Richard L. Hasen publishes Election Law Blog and is Chancellor’s Professor of Law and Political Science at UC Irvine.

A funny thing happened between the Supreme Court’s 2009 opinion in NAMUDNO v. Holder, sidestepping the question of the constitutionality of Section 5 of the Voting Rights Act, and the Court’s new Shelby County decision effectively striking it down on a five-to-four basis: the Court majority failed to expressly resolve an open question of how to scrutinize Congress’s power to enforce the Fifteenth amendment in voting rights cases. It is not clear what that means for challenges to other voting and civil rights provisions going forward, but the Court for now seems to have foreclosed greater deference for voting decisions under Congress’s Fifteenth amendment powers. That could spell trouble for Section 2 of the Voting Rights Act, Section 203 of the Act (the language provisions), and other laws aimed at preventing race discrimination in voting.

• Data section:
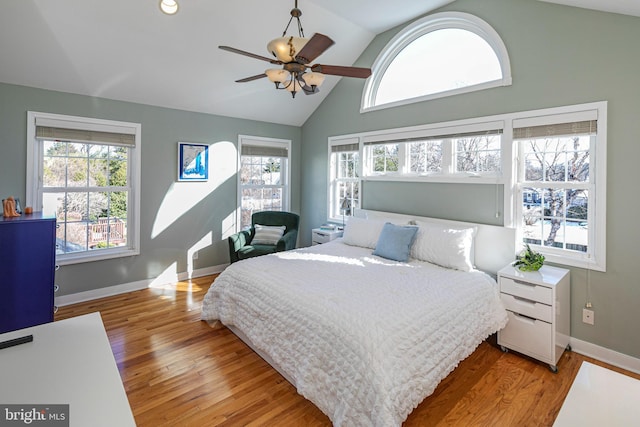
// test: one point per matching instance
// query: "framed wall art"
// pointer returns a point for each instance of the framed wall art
(193, 162)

• Task instructions:
1. In the passage on the Shelby County decision, rewrite the paragraph beginning "A funny thing happened" as a short bulleted list that keeps its main facts.
2. Carry the passage on the Shelby County decision and the Voting Rights Act forward from its last sentence.

• Solved tasks:
1.
- In NAMUDNO v. Holder (2009), the Supreme Court avoided ruling on whether Section 5 of the Voting Rights Act is constitutional.
- In its new Shelby County decision, a five-to-four majority effectively struck Section 5 down.
- The majority did not expressly settle the open question of how to scrutinize Congress's power to enforce the Fifteenth Amendment in voting rights cases.
- It is unclear what this means for future challenges to other voting and civil rights provisions.
- For now, the Court seems to have ruled out greater deference to Congress's voting decisions under its Fifteenth Amendment powers.
- This could threaten Section 2 of the Act, Section 203 (the language provisions), and other laws against race discrimination in voting.

2.
In South Carolina v. Katzenbach, a case from the 1960s initially upholding the Voting Rights Act Section 5, the Court endorsed a “rational basis” standard of review which gave Congress broad Fifteenth Amendment powers to pass anti-discrimination voting laws. That’s no surprise: the whole point of the Fifteenth Amendment was to stop racial discrimination in voting and it was going to take the federal government to bring the former Confederacy into line.

But in NAMUDNO, the Court raised the possibility that a line of Fourteenth Amendment power cases beginning with City of Boerne v. Flores could apply now to review of voting rights. The Boerne test is much tougher on Congress, requiring that it pass laws burdening states only when Congress demonstrates with admissible evidence (to the satisfaction of the Court, not itself) that there is evidence of significant unconstitutional conduct being undertaken by the states and that the means Congress chooses to address it are “congruent and proportional” to the constitutional violations.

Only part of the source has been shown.